• **THE PROBLEM**: Extract every line starting at the line that contains "Task: set one pin on each instance of the star" and ending with the final line of the data, inclusive; give only those lines, word for word.

• **DATA FOR THIS TASK**:
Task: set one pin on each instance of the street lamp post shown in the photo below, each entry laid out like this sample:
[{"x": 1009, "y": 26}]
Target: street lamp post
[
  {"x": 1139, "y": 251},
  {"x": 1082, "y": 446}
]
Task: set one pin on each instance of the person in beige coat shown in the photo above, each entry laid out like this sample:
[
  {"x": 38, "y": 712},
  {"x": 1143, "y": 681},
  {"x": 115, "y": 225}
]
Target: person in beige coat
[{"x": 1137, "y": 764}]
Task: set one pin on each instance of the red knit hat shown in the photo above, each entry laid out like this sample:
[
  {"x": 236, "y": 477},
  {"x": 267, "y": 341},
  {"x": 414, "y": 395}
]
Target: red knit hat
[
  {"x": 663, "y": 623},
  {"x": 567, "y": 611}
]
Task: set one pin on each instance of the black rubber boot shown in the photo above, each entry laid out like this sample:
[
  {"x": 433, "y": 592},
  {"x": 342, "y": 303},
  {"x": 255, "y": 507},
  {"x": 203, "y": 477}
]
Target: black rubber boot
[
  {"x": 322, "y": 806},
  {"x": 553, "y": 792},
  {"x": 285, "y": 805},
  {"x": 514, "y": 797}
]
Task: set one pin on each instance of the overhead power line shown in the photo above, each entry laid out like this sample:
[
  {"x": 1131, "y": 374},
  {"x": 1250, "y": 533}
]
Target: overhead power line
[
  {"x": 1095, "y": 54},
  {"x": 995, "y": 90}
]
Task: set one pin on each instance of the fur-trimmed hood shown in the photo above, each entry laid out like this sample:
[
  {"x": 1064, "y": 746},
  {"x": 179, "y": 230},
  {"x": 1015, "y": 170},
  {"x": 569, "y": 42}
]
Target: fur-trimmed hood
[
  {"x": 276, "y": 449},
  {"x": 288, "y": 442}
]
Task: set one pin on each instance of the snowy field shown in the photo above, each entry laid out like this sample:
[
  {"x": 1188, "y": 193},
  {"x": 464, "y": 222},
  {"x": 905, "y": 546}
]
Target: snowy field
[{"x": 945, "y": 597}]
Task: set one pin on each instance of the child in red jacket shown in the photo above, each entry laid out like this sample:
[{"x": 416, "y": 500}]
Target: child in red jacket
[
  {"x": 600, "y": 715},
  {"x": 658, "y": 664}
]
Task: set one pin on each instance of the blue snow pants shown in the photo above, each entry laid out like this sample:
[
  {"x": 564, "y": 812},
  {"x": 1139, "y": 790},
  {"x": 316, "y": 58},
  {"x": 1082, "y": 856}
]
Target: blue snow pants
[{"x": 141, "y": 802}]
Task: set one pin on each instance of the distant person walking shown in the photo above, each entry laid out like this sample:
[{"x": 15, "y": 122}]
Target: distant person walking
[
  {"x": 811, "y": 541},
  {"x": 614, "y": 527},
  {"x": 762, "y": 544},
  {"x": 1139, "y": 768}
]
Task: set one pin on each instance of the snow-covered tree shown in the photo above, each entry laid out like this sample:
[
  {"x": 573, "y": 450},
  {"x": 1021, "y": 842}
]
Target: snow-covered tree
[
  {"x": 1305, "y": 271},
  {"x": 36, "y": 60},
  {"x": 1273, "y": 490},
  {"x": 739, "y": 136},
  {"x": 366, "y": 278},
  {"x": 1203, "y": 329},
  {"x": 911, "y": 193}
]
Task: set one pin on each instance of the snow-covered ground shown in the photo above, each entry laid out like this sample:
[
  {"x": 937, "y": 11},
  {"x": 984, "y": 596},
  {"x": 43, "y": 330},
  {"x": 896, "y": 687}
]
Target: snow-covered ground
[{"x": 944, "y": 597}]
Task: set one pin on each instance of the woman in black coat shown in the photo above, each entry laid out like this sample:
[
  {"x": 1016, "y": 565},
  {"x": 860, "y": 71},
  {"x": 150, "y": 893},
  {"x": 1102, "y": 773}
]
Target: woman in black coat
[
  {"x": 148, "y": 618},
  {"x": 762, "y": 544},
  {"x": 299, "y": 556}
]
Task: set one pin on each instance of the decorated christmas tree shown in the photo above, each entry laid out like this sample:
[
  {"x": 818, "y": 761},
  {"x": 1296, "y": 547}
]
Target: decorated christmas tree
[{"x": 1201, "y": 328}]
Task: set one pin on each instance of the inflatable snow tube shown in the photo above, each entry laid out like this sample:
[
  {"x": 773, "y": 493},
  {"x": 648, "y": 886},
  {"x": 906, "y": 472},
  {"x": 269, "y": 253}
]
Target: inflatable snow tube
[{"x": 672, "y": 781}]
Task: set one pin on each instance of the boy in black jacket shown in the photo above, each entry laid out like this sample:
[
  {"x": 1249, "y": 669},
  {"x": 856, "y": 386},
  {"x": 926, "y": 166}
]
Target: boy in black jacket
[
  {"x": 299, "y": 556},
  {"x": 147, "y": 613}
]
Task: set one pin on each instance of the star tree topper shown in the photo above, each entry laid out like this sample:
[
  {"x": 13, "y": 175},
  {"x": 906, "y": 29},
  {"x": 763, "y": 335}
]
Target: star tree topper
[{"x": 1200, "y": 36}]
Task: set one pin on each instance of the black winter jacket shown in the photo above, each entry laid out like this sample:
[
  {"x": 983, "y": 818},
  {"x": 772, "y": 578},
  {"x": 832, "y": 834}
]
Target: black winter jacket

• **RESPONSE TO THE EXERCISE**:
Task: set one pin on each instance of the star tree topper shown in the photo above, each entry laid out like this sample:
[
  {"x": 13, "y": 175},
  {"x": 906, "y": 29},
  {"x": 763, "y": 335}
]
Target: star tree topper
[{"x": 1200, "y": 36}]
Task: set one pin on each instance of the black winter jacket shown in the photo above, each entry laid out like this sample:
[
  {"x": 983, "y": 818},
  {"x": 772, "y": 578},
  {"x": 832, "y": 834}
]
Target: black winter jacket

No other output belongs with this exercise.